━━ Task input ━━
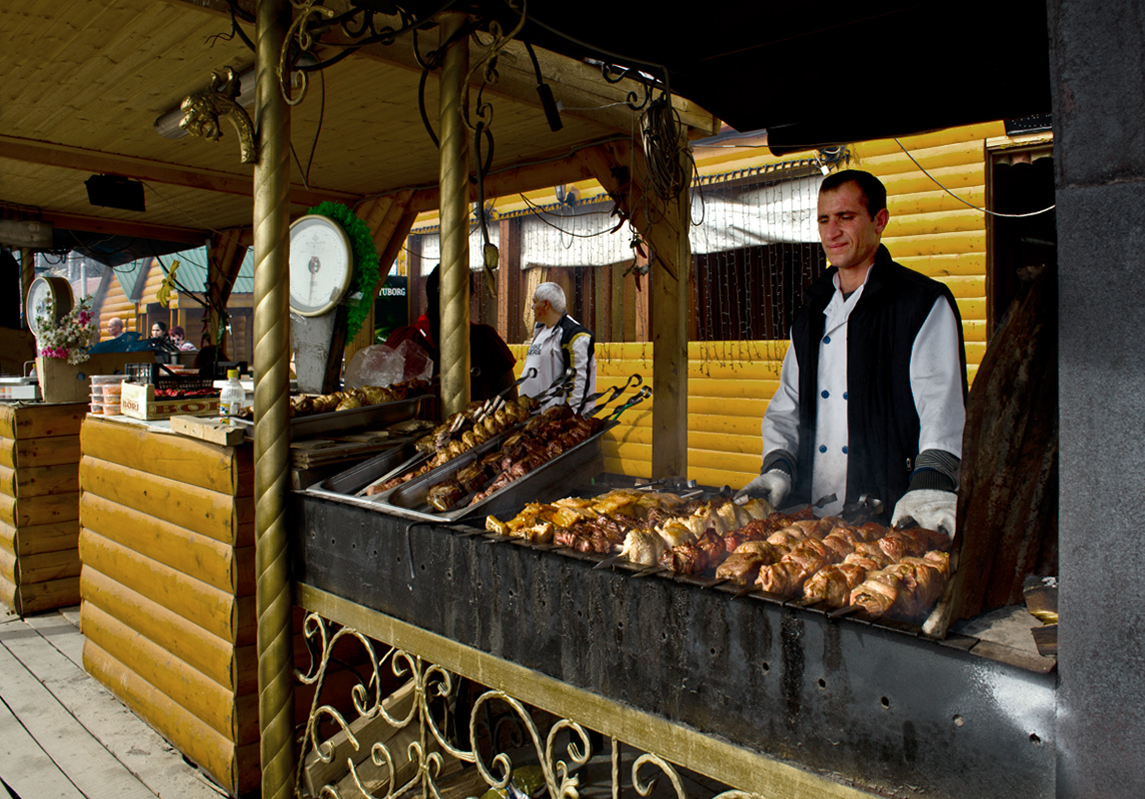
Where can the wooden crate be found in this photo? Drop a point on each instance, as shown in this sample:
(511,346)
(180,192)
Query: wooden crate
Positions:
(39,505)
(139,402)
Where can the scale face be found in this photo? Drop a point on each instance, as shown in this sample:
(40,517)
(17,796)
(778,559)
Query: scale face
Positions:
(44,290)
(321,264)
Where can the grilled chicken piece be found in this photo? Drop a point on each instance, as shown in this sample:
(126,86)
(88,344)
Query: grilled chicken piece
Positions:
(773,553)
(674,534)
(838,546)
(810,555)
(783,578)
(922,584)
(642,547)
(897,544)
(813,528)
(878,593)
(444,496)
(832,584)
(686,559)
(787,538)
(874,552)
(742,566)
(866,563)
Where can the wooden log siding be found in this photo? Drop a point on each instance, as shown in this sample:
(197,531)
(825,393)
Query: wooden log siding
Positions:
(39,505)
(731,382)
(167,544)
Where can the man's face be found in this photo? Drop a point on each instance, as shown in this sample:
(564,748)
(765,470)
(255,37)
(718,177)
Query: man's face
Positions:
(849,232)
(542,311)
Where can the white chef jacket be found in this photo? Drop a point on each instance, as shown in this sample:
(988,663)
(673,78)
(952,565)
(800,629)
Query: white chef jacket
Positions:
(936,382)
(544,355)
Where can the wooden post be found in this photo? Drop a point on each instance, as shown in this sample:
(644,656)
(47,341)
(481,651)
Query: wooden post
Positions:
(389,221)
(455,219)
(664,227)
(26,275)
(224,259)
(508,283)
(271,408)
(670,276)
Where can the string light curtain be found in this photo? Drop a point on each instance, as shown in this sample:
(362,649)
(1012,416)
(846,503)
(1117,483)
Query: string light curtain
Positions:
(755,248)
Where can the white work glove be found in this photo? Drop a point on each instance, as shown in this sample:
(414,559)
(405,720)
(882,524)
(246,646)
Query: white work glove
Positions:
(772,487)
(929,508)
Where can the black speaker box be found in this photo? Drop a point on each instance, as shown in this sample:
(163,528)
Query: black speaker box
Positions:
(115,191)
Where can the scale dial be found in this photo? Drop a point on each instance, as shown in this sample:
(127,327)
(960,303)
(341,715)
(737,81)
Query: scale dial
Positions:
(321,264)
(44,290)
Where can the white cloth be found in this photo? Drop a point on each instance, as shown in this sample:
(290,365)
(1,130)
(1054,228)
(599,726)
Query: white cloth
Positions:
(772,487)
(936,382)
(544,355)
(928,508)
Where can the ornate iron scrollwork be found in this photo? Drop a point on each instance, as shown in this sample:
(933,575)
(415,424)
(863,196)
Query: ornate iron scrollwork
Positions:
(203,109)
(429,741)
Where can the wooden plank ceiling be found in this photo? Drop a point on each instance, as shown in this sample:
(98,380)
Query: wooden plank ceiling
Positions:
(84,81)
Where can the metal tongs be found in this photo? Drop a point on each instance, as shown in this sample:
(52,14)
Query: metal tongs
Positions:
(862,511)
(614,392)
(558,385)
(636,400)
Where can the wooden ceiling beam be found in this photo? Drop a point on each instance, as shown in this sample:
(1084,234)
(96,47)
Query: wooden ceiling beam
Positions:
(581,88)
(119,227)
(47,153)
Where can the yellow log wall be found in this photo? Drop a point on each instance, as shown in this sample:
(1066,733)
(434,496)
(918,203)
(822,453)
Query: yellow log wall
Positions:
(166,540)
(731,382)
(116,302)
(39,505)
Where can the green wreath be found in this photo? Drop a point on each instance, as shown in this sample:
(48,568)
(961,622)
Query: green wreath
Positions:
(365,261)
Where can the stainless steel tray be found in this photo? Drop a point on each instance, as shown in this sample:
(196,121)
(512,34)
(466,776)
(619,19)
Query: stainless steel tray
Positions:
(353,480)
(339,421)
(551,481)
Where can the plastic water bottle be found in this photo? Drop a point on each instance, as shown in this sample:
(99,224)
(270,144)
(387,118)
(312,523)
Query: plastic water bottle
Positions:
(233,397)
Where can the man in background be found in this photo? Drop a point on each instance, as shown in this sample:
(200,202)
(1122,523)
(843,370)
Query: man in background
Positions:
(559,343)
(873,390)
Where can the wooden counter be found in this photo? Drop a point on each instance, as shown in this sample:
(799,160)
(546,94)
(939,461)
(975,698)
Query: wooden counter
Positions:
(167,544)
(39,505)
━━━
• [Task objective] Output the data above without changes, apart from leaving out the pictures.

• [Response box]
Where can the wooden crate be found in this photo? Drop a point on each instance, as shown in this sample:
(511,346)
(180,192)
Query: wooden crate
Positions:
(39,505)
(139,402)
Where can the scale face be found in this photo? Drop a point on each instance, as shown in this sample:
(40,517)
(17,796)
(778,559)
Query: scale face
Positions:
(44,290)
(321,264)
Where can the grilled chicken piece be found in this photo? Drop a point on each instance, as shown in this sample:
(126,86)
(88,344)
Query: grilled chicken piece
Positions:
(773,553)
(674,534)
(838,546)
(810,555)
(783,578)
(922,584)
(642,547)
(897,544)
(813,528)
(878,593)
(444,496)
(832,584)
(686,559)
(787,538)
(874,552)
(742,566)
(866,563)
Where can the wooden log siding be found in this photo? Drop a point on each instance, as shown in this sample:
(197,531)
(825,393)
Query: wooden log siding
Positions:
(39,505)
(731,382)
(167,544)
Where can the man's face be found in this photo? Drop a point on each instance, as shown in this sample:
(564,748)
(765,470)
(255,37)
(718,177)
Query: man's face
Positions:
(849,232)
(542,311)
Where can the white chef jacket be found in this photo? Drop a point on each instance, as shown in this sample:
(988,663)
(673,78)
(952,565)
(800,629)
Query: white chef jacket
Positions:
(936,382)
(544,355)
Where can the wooden post be found in this photo? Drop a point on each instance, as shown in this sample:
(644,656)
(47,341)
(481,651)
Query: wooden post
Positions:
(389,221)
(455,219)
(664,227)
(26,275)
(224,259)
(508,283)
(271,408)
(670,276)
Where can the string light curtain be found in this photo? Drop a point on each instance, as shown in this sample:
(362,649)
(1012,416)
(846,503)
(1117,483)
Query: string light curtain
Positions:
(755,248)
Where can the white work glove be found in this photo? Drop a point on each instance, as shown in this sample:
(414,559)
(405,720)
(882,524)
(246,646)
Query: white work glove
Positions:
(772,487)
(929,508)
Where can the black speaker box be found in this photo? Drop a point on each instance, as shown in this sample:
(163,528)
Query: black speaker box
Positions:
(115,191)
Where can the scale dial be found in this photo? Drop a point on each instance, as shown in this sample:
(127,327)
(960,303)
(341,715)
(737,81)
Query: scale dial
Positions:
(321,264)
(44,290)
Where can the white cloth be found in this photo? Drop a point on each instance, as shown in this sample:
(290,365)
(1,130)
(1054,228)
(599,726)
Query: white cloth
Positions:
(772,487)
(936,382)
(544,355)
(928,508)
Where can the ornate iron scrollwork be found in this photo? Drop a point on each instance, as shown in this sample:
(933,575)
(415,424)
(863,196)
Query: ornate iron scrollwork
Positions:
(203,109)
(429,741)
Where can the wooden plank ceiling be found in this photo? Drop a point on each instance, as shown in this sample:
(98,380)
Query: wooden plank ceiling
Positions:
(84,81)
Where can the metal tongs be found in this photo? Drop a point on each instance, as shown in this sample:
(52,14)
Query: metal tongs
Positions:
(862,511)
(614,392)
(558,385)
(636,400)
Where can the wooden ceiling beam be found in this photo? Drop a point on each instance, as shown in this sample:
(1084,234)
(96,47)
Query: wooden ceiling beam
Positions:
(581,88)
(119,227)
(47,153)
Where can the yellow log wall be found in this photo? Drop a point on each instance, as shown in this sample:
(1066,733)
(434,496)
(918,203)
(822,453)
Query: yellow log wall
Positions:
(166,540)
(731,382)
(116,302)
(39,505)
Where can the green wreath be found in this photo? Drop a point on each instance, as shown in this sample:
(48,568)
(961,622)
Query: green wreath
Positions:
(365,261)
Where can the stainless steel tray be found in this photo? Drop a point on each instance, as shown in this sample:
(196,121)
(512,34)
(466,776)
(619,19)
Query: stainless steel tray
Positions:
(353,480)
(339,421)
(551,481)
Where can the plastic water bottle be found in this photo? Drop a point on each instance, as shown in this sample:
(99,224)
(270,144)
(387,118)
(312,523)
Query: plastic water bottle
Positions:
(233,397)
Where can the man in background be found in this photo? Drop a point on each instance, as shown in this sample:
(200,202)
(1122,523)
(843,370)
Query: man in background
Positions:
(559,343)
(873,390)
Where can the wooden counter be found in this photo? Drop a point on each instance, as shown in this sample:
(799,160)
(546,94)
(939,461)
(975,698)
Query: wooden counter
Positions:
(167,544)
(39,505)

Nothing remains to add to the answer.